Please reproduce, word for word, the lines of the items from the line with "of the spectator" up to and including the line with "point(386, 156)".

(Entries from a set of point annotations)
------------------------------------------------------------------------

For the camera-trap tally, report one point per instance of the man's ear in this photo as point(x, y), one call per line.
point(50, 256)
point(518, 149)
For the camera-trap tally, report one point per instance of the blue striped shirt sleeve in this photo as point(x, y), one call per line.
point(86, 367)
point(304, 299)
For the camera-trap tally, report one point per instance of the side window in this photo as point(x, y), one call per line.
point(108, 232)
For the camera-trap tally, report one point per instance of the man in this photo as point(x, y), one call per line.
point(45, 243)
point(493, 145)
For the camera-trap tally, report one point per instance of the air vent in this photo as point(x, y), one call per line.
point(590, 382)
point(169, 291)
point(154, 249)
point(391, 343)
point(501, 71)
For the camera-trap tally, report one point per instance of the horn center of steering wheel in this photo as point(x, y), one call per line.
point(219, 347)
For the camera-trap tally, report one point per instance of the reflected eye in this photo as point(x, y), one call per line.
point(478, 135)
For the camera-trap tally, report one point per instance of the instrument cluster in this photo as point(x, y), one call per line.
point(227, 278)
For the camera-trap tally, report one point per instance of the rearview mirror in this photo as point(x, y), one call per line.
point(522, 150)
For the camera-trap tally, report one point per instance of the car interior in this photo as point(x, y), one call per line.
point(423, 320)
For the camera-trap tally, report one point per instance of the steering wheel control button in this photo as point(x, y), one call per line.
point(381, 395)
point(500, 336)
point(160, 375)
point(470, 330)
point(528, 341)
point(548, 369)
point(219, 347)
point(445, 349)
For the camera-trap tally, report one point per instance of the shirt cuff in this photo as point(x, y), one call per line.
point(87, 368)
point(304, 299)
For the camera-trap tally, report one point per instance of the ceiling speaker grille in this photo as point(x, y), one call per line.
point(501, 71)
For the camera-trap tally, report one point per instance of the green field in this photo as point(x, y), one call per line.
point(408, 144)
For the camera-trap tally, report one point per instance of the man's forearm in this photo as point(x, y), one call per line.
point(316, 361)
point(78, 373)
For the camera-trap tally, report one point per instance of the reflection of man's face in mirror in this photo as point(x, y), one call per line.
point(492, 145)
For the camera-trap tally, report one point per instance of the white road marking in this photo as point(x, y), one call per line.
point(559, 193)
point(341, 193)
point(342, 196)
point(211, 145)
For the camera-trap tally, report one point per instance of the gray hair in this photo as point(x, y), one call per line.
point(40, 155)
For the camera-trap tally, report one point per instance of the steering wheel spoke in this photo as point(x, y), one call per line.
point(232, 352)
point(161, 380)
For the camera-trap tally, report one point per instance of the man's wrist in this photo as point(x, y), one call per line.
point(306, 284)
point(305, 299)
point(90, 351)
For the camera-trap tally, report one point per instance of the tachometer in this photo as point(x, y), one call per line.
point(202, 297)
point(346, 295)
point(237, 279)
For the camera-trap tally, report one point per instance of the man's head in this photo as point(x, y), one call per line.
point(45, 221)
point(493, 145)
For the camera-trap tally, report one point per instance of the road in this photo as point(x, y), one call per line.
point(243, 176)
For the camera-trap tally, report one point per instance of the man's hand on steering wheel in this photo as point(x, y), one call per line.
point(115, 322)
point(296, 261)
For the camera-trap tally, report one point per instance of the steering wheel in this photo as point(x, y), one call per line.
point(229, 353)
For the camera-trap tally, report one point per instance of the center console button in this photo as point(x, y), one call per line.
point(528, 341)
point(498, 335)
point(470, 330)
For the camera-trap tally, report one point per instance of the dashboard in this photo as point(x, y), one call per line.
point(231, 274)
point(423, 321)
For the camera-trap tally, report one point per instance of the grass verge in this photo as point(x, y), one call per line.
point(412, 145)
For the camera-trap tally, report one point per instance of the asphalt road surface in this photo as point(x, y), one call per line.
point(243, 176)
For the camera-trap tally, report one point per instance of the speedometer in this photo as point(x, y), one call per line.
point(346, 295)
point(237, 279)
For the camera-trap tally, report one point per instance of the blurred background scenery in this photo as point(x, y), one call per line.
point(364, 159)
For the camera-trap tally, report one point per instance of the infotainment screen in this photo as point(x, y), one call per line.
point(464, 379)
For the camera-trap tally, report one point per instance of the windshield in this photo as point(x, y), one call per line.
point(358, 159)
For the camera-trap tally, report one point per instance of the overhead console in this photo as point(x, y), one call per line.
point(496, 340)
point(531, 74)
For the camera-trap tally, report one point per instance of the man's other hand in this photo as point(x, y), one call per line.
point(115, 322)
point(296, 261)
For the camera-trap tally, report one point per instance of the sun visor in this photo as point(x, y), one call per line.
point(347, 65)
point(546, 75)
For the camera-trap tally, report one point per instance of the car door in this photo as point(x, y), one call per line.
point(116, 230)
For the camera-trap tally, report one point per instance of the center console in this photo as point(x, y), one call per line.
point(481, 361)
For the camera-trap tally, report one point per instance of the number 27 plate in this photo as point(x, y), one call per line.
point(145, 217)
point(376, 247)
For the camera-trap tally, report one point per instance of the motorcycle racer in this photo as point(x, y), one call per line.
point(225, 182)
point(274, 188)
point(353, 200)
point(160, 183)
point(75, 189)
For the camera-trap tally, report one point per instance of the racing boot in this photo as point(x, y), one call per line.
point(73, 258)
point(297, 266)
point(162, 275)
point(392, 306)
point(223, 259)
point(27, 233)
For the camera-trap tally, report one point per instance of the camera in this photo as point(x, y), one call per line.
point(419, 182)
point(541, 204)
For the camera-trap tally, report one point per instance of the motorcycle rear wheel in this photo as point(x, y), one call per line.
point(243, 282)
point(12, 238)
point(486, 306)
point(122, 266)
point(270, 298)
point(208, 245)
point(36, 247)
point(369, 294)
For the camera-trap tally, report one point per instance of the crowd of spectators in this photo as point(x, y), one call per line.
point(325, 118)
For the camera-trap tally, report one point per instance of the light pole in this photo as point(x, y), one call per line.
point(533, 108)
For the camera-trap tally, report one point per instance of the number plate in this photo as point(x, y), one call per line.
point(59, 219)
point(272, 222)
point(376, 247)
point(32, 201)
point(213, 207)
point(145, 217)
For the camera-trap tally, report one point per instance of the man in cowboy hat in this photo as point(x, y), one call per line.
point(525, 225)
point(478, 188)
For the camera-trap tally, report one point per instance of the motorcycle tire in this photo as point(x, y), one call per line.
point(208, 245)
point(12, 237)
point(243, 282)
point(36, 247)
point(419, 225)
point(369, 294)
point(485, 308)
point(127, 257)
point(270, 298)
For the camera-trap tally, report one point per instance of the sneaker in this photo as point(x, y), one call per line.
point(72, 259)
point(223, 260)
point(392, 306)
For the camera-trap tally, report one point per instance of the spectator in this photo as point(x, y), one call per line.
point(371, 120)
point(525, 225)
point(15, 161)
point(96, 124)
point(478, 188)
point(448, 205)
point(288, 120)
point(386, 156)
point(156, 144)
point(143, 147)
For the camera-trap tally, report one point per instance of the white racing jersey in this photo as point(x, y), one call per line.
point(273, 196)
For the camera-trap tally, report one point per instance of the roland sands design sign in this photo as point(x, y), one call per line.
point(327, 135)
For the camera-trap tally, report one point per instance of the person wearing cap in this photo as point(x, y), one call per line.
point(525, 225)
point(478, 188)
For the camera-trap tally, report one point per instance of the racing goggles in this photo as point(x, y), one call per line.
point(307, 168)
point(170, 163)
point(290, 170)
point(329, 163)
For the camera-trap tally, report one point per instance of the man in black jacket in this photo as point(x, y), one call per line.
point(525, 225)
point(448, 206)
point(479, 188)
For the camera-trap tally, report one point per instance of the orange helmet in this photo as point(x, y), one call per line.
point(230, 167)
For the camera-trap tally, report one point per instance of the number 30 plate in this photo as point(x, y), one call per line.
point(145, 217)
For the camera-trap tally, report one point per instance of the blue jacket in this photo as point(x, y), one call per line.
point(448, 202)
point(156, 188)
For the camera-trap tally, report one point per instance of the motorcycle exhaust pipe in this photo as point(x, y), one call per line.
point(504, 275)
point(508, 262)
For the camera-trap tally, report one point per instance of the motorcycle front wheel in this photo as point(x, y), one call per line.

------------------------------------------------------------------------

**Solution for this exercise:**
For the camera-trap tally, report one point per instance of the spectator in this photo as point(x, y), one call per line.
point(371, 120)
point(525, 225)
point(15, 161)
point(96, 124)
point(478, 188)
point(448, 205)
point(288, 120)
point(386, 156)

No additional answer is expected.